▶ _PROBLEM DETAILS_
Please list each line below that contains the string "sneaker". Case counts.

▶ _DATA SECTION_

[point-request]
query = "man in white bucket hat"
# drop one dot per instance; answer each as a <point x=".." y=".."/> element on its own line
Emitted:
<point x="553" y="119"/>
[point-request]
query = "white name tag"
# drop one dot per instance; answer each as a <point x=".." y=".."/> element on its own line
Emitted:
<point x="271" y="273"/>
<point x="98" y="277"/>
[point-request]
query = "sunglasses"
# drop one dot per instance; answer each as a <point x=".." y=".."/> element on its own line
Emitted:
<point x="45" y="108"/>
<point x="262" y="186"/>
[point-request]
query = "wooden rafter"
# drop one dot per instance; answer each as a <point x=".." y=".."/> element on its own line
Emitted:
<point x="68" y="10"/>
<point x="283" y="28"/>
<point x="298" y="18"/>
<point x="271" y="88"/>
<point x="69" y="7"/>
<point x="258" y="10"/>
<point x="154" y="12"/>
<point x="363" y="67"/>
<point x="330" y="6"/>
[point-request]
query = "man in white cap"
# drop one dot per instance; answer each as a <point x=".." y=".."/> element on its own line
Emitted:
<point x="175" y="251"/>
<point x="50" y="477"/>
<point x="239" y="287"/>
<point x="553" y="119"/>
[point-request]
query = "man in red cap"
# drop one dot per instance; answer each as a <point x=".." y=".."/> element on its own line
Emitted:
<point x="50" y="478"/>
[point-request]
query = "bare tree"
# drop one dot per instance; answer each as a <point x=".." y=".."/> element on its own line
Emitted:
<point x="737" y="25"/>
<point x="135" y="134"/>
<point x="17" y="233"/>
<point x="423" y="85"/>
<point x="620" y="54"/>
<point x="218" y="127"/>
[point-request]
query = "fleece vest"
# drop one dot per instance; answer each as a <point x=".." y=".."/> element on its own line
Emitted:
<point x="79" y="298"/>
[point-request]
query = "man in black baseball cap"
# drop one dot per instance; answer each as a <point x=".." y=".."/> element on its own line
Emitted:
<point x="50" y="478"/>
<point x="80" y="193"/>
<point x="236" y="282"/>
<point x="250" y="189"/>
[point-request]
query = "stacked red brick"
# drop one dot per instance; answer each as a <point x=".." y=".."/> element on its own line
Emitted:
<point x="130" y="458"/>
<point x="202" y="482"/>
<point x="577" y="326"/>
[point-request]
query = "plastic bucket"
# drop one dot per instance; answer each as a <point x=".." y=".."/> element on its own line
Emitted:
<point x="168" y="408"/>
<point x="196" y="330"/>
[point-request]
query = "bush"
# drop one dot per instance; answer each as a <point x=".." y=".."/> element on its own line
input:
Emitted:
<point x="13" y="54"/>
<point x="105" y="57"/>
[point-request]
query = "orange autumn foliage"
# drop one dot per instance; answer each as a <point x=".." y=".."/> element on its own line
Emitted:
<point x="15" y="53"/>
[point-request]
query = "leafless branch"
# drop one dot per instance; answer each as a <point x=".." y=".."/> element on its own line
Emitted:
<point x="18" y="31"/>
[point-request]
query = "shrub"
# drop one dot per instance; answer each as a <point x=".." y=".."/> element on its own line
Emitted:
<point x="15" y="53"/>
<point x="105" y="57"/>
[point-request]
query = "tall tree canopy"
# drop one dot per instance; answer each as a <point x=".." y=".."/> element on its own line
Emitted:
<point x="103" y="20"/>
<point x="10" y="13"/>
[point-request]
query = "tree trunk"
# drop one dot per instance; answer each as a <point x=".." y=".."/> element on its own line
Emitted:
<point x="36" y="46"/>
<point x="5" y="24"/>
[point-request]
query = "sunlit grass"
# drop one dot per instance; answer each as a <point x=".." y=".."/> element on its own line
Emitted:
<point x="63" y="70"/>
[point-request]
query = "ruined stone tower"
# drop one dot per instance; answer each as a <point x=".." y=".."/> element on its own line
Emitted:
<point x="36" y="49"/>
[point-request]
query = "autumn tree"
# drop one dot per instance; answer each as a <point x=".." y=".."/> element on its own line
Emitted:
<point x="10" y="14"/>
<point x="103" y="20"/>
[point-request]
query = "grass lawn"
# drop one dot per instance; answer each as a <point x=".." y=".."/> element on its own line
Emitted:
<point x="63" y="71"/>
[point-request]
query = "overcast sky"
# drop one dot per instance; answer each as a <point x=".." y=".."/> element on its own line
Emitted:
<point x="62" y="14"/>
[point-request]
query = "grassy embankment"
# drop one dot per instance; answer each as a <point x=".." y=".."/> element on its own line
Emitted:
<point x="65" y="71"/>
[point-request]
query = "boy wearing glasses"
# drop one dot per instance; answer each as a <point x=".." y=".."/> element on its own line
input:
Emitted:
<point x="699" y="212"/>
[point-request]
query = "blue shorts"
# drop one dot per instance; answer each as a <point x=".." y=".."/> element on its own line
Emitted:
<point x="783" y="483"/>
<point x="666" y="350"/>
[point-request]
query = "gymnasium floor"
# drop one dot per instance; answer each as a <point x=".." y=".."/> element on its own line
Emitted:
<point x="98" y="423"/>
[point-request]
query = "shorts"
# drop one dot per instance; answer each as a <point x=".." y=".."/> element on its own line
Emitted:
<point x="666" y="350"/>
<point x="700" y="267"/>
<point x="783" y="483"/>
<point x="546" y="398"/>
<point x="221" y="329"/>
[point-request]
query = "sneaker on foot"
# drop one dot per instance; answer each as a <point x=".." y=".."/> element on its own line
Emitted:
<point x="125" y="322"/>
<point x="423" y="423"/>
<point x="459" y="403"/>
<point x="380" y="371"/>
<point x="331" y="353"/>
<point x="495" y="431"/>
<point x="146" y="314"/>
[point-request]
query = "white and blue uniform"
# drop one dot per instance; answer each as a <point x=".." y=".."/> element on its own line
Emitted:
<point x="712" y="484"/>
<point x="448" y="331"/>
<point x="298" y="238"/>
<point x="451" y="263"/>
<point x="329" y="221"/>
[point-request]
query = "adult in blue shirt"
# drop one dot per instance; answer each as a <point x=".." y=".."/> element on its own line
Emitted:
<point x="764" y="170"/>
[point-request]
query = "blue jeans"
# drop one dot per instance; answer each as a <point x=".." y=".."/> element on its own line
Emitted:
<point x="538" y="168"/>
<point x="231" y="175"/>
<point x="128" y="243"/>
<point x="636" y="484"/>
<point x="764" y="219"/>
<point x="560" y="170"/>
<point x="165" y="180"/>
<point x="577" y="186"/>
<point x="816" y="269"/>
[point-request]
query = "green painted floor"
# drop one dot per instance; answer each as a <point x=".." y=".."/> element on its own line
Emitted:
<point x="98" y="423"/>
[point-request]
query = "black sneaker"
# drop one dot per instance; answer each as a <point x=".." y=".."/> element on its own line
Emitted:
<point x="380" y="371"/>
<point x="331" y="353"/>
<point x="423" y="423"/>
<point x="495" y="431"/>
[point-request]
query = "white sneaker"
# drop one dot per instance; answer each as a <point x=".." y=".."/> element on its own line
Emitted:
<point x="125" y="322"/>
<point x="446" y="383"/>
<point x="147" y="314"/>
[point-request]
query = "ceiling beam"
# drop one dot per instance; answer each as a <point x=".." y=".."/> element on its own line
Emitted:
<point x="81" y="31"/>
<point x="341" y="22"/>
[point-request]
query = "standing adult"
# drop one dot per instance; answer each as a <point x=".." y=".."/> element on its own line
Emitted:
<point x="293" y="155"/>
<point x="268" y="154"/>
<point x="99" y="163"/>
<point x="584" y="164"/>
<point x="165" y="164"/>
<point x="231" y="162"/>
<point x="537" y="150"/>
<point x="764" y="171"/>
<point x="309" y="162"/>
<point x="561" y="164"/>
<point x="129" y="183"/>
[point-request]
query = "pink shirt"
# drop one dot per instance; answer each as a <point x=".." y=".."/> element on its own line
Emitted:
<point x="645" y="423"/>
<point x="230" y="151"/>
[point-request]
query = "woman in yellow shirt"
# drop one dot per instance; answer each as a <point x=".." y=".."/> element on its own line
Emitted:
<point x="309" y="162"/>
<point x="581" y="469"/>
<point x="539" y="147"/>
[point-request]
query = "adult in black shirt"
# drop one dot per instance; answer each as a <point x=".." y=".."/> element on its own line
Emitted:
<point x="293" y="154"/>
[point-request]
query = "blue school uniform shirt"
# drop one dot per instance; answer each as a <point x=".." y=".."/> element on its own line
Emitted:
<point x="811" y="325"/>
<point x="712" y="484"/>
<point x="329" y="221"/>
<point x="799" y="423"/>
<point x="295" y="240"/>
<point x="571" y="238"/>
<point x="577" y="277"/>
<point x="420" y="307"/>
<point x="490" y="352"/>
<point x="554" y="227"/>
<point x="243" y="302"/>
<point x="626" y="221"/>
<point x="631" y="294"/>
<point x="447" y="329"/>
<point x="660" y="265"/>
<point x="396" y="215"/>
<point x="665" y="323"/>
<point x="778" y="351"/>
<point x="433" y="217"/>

▶ _RESULT FOR THIS EXERCISE_
query = "sneaker on foot"
query = "black sneaker"
query = "white sneaker"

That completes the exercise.